* [DIRECTION 1]: Locate every line in the rows below that contains the string "bush", and copy each such line. Treat the match as case-sensitive.

Judy Garland's Carnegie Hall comeback concert on Sunday, 23 April 1961 has often been lauded as "the greatest night in show business history", though that judgment surely depends on where Garland sits in one’s personal pantheon. Elvis’s made-for-television 68 Comeback Special, the king lean in leather, must be up there, and likely Sinatra at Madison Square Garden in 1974. Whatever, the sold-out performance featured some 25 standards, Garland backed by a 40-piece orchestra conducted by Mort Lindsey. Marilyn Monroe, Richard Burton, and Julie Andrews were in the audience. The album, Judy at Carnegie Hall, spent five weeks at number one and garnered five Grammys. 
 

Some 400 concerts followed before Garland died, in London, in June 1969 – among them the notorious five-week Talk of the Town season during which she frequently kept audiences waiting an hour. Imagine the overtime bill! As it happens, my guest at Rufus Does Judy was my cousin, whose late father was the Chief Engineer at the legendary cabaret venue who had to hold it all together. He’d have had something to say about the sound balance at the RAH, Wainwright often lost in the mix.

* [DIRECTION 2]:
Answer the following questions using the passage on Judy Garland's concerts.
(a) Who conducted the orchestra that backed Garland at Carnegie Hall?
(b) In what city, and in what month and year, did Garland die?
(c) How many weeks did the album Judy at Carnegie Hall spend at number one?

* [EXERCISE DATA]:
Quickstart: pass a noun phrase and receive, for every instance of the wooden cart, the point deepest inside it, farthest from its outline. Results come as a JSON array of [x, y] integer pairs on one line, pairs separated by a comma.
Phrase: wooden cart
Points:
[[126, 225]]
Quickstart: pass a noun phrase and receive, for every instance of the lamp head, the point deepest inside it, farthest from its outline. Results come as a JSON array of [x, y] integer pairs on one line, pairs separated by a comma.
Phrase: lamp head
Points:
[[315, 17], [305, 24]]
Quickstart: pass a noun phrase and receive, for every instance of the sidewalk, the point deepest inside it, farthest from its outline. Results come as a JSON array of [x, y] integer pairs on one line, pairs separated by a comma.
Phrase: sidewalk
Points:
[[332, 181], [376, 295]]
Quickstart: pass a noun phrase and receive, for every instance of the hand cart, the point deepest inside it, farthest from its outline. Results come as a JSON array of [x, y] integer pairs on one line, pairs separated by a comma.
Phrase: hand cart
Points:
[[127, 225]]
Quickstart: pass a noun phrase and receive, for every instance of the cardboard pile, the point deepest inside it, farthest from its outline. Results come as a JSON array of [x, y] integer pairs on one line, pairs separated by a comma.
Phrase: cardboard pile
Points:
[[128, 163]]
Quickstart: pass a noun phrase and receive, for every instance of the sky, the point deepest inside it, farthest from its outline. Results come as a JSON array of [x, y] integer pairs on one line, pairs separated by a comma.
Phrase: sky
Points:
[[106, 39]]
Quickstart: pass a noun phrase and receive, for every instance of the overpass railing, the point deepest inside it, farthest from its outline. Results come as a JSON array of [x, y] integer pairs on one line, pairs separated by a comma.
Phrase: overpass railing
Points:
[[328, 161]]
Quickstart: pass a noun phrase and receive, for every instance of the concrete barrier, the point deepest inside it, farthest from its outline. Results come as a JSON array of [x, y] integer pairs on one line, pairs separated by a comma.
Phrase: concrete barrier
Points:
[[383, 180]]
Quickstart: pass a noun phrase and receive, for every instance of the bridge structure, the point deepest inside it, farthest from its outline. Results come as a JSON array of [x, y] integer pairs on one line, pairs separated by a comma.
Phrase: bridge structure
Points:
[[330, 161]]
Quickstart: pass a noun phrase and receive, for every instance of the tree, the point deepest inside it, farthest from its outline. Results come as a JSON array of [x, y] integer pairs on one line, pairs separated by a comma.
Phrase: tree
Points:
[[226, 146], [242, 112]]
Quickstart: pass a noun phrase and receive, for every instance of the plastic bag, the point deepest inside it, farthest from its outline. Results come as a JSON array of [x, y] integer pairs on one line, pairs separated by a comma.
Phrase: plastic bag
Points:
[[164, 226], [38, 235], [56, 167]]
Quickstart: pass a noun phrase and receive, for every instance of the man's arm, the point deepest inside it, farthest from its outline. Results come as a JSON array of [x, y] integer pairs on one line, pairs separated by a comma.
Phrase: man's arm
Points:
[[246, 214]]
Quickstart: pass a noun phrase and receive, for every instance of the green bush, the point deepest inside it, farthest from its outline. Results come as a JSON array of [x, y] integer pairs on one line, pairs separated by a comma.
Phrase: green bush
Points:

* [TASK OUTPUT 1]:
Quickstart: pass a noun phrase and receive, for every instance of the green bush, the point deepest inside it, farthest from its outline. Results come as a JSON array of [x, y] integer pairs on one line, pairs separated by a comma.
Phrase: green bush

* [TASK OUTPUT 2]:
(a) Mort Lindsey.
(b) London, in June 1969.
(c) Five weeks.